**SHORT EXERCISE 1:** Please condense the paragraph beginning "All three data sources measure" in the credit derivatives passage below, keeping its main facts.

**PROVIDED PASSAGE:**

□ □ □

Figure 1: Notional amounts of credit derivatives outstanding
Credit derivatives have been used by a wide variety of market participants. No single data source provides definitive information on the activity of different types of market participants. But by combining several available data sources, a relatively clear picture emerges. I will refer to three data sources: the BIS Semiannual Derivative Statistics, the 2005 report on Credit Risk Transfer by the Joint Forum, and the surveys by Fitch Ratings.
All three data sources measure activity in the credit derivatives market with notional amounts. Notional amounts are often not a good measure of the credit risk that is actually transferred in a particular transaction. However, notional amounts are relatively easy data to collect, which is why they are the most common data reported. I will present the notional amount data while keeping their limitations in mind.
The most comprehensive data source is the BIS Semiannual Derivative Statistics (Bank for International Settlements, 2007). About 55 dealers contribute to this survey which breaks out credit derivative notional amounts by the type of counterparty. Table 1 shows this data for December 2006. The largest category is reporting dealers, reflecting the inter-dealer nature of the market. In any dealer market, dealers rely on inter-dealer trading to adjust their risk profile in response to trading flows from end-users. According to dealers, only 5 to 10 percent of their notional amount of derivatives represents hedges of their own credit exposures; the balance reflects inter-dealer trading and accommodation of customer demands (Joint Forum, 2005, p. 16).
Table 1: BIS Semiannual Derivatives Statistics, December 2006 (notional amounts, $billions)
Type of counterparty | Dealer bought protection from counterparty | Dealer sold protection to counterparty | Total (adjusted for double counting) |
---|---|---|---|
Reporting dealers | 16,044 | 16,165 | 16,104 |
Non-reporting banks and security firms | 2,928 | 2,758 | 5,686 |
Other financial institutions | 2,826 | 2,824 | 5,650 |
Non-financial institutions | 561 | 530 | 1,091 |
Insurance and financial guaranty firms | 211 | 95 | 306 |
Total | 22,571 | 22,372 | 28,838 |
Source: Bank for International Settlements, 2007, Table 4.

□ □ □

Position annotation listing

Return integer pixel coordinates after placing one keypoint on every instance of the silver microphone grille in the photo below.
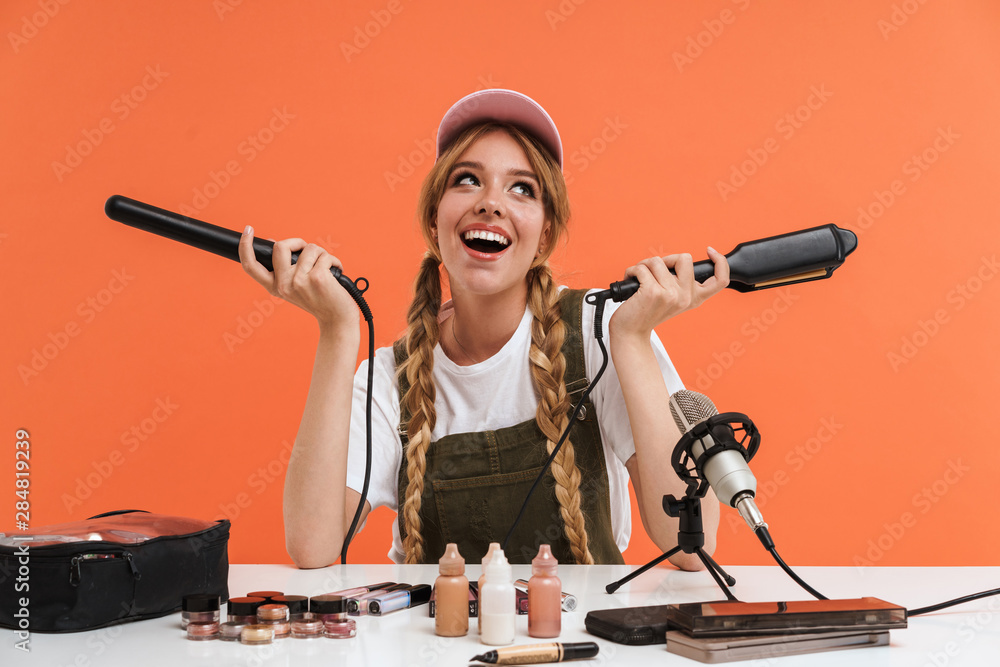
(690, 408)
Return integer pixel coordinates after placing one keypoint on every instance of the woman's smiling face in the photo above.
(491, 218)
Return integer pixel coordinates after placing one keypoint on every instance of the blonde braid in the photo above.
(418, 369)
(548, 366)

□ □ □

**SHORT EXERCISE 2:** Copy the stretch of the listing from the line containing "face in the photo above." through the end of the listing, swapping "keypoint" for "marker" and changing nothing else. Return only those lines.

**TASK SOLUTION 1:** All three data sources measure credit derivatives activity in notional amounts. These often poorly reflect the credit risk actually transferred in a transaction, but they are easy to collect and so are the most commonly reported data. The notional figures are presented with these limitations in mind.

**TASK SOLUTION 2:**
Return integer pixel coordinates after placing one marker on every instance of the woman's smiling face in the photo above.
(491, 218)
Return integer pixel coordinates after placing one marker on every instance of the blonde braid in the photo above.
(418, 369)
(548, 366)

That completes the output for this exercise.